§ Written instruction 1: In the Los Angeles piece, change "cynicism" to "pessimism" and give the stretch from "I continue to" through "from the plane." with that substitution.
§ Written instruction 2: Write what follows the last line of the Los Angeles piece.

--- start Provided text ---

Uriah's hall of fame polaroid.

I took some liberties with a subway sketch.


Sometime's we'd visit mom and pop bakeries and gourmet coffee shops. Suspended glass bowls, interconnected by means of weaving tubes, pumped carefully measured bursts of ground espresso blends. Equipment hissed and shrouded one side of the counter in steam. The rich, dark liquid spiraled from three sets of glass tubes into the final basin of Dr. Frankenstein's chemistry set. Finely crafted froth was sculpted with care by these coffee artisans. Our drinks looked like magazine spreads and tasted like wildflowers, but I'll take a cup of diner black any day. There's a strip of old Burbank with year round Halloween stores to cater to the costumed obsessed culture of LA. Room after room of gothic books and dense costumes  awaited past the blackout window drapes. Down the road, charming wooden houses were converted to blocks of vintage clothing and boutiques. Italian bistros offered seating sections within enormous, side laying wine barrels. The novelty soda shop supplied my fix for cane sugar favorites in glass bottles. And there were always new delicious and bizarre attempts to flavor pops things like cotton candy and apple pie. There's a strip of old Pasadena with brick walkways through the unadorned, crisp three story simplicity of a mid sized 1920's town square.  Slaters 50/50 offers intricately crafted burgers and pop rock milkshakes. Work in Hollywood meant lunch outings under modernist paintings, featuring tiny sculptural dishes as expensive as they are delicious. Most of this junk food was portioned out for special occasions. Produce in LA was fresh, abundant, and cheap compared to NYC. The grocery store across from the apartment reflected this. Neon Spanish signs labeled the departments, which themed like a village marketplace under individual tiled awnings. Palm trees sprouted from various sections to complete the ambiance.


Animation inspired by my grocery store's lush bakery.


I continue to get mileage out of this suit, here I am at work on Cosmos.


 I put great effort into keep myself focused on the eccentric, fun aspects of the city, lest I slip into my native cynicism. Even with all the activity, it became impossible to overlook the sprawl and desperation of the place.



       
Sketches from the plane.

--- end Provided text ---
--- start Supplied entries ---

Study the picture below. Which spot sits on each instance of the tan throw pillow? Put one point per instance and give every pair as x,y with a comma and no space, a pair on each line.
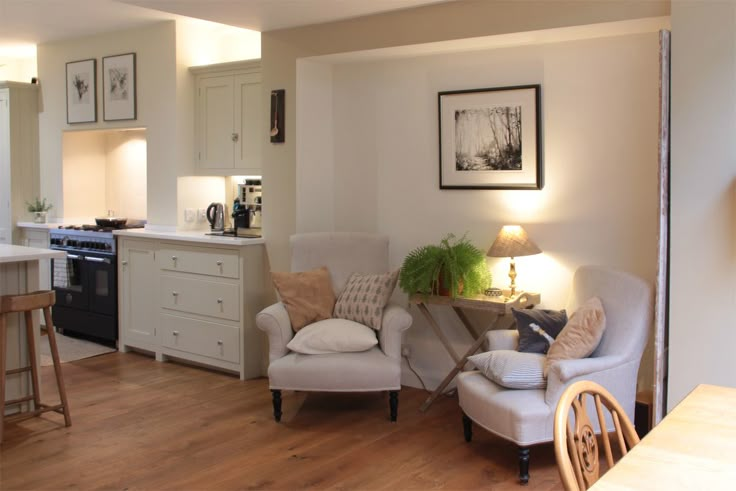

--- end Supplied entries ---
--- start Supplied entries ---

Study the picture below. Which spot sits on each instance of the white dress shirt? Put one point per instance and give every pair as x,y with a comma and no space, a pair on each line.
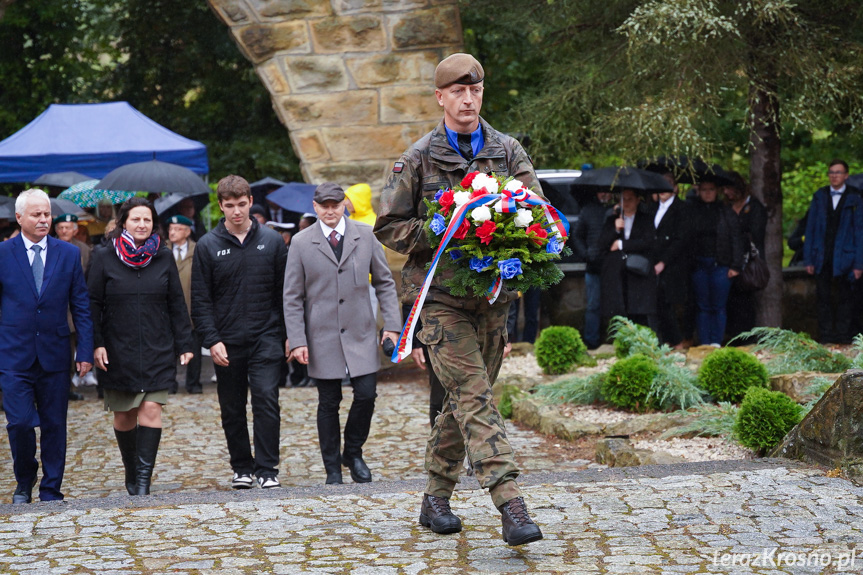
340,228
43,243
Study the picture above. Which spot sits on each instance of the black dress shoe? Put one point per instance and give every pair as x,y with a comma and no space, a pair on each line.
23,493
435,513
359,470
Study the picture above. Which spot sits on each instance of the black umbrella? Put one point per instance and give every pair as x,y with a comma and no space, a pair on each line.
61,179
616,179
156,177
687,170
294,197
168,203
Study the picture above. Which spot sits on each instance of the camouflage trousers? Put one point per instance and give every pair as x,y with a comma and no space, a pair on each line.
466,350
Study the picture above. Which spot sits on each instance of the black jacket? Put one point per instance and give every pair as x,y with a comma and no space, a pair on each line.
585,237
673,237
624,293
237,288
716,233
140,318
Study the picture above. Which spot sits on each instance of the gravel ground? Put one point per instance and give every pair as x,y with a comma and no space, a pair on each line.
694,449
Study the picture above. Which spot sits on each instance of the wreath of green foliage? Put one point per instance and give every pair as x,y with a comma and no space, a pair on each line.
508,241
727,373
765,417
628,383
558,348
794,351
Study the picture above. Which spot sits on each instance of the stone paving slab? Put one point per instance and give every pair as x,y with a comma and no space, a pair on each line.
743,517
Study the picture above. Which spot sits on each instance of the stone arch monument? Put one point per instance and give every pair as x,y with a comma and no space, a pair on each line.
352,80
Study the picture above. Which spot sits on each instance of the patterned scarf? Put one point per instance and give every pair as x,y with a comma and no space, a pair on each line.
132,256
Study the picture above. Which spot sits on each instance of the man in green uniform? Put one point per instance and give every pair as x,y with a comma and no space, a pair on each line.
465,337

--- end Supplied entries ---

§ Written reply 1:
I continue to get mileage out of this suit, here I am at work on Cosmos.


 I put great effort into keep myself focused on the eccentric, fun aspects of the city, lest I slip into my native pessimism. Even with all the activity, it became impossible to overlook the sprawl and desperation of the place.



       
Sketches from the plane.

§ Written reply 2:
Subway sketches


The plane ride into California showed me the truth of what the path by roads hoped to hide. Descent towards LAX showed passing patches of red mountains and arid brown vegetation that clung to life. I waited for green, for the type of climate to support the rows of trees and golf courses proudly displayed on television. From the ground, the strategically planned lawns and palm trees disguised the fact that the green never really showed up. LA is the only landscape I've ever seen which the city planning wears a mask. It continually reminded me of the simultaneous and contradictory notion always in effect: It was both the prettiest and ugliest place I'd ever been. The street, elevation, and time of day dictated the coin toss. But, it was more than the duality of the terrain itself that built in me a sense of dread.  Every town has a handful of construction workers, janitors and baristas that hate their jobs. This city is the only place I know of where the construction workers, janitors, and baristas felt promised something more. A glaze of naive optimism coats the newcomer. Then, the pained smile of pretended optimism takes its place. Eventually, in the final stage of indoctrination, they form camps. The first camp is camp crazy. Almost everyone here is a little cracked. Some are out and out disabled. Even the most highly functioning, intelligent people eventually reveal the chinks in their own armor. There was a study done on a group of mice that were electroshocked. One group was shocked at regular intervals, after a sound cue. Another was shocked at random, sometimes in conjunction with the sound cue, sometimes without warning. Lets call them group B. The stress and unpredictability of the shock rendered the B mice anxious and unstable, shortening their lives. Even shocking B less often than the control group did little to correct their health. This is life in LA. We are all group B. An endless series of disappointments, even among the occasionally successful, take their tole on the human psyche. Never have a been in a place where so many dazed lunatics wander the streets and eat toothpaste on the floor of public libraries. Nor have I been in a place were so many well spoken professionals break into delusion and hysteria over some unpredictable, obscure topic. Otherworldly vibes support conversations that don't track, and I've come to give the phenomena nicknames like sunshine poisoning and California sickness.



Sketches of Californians.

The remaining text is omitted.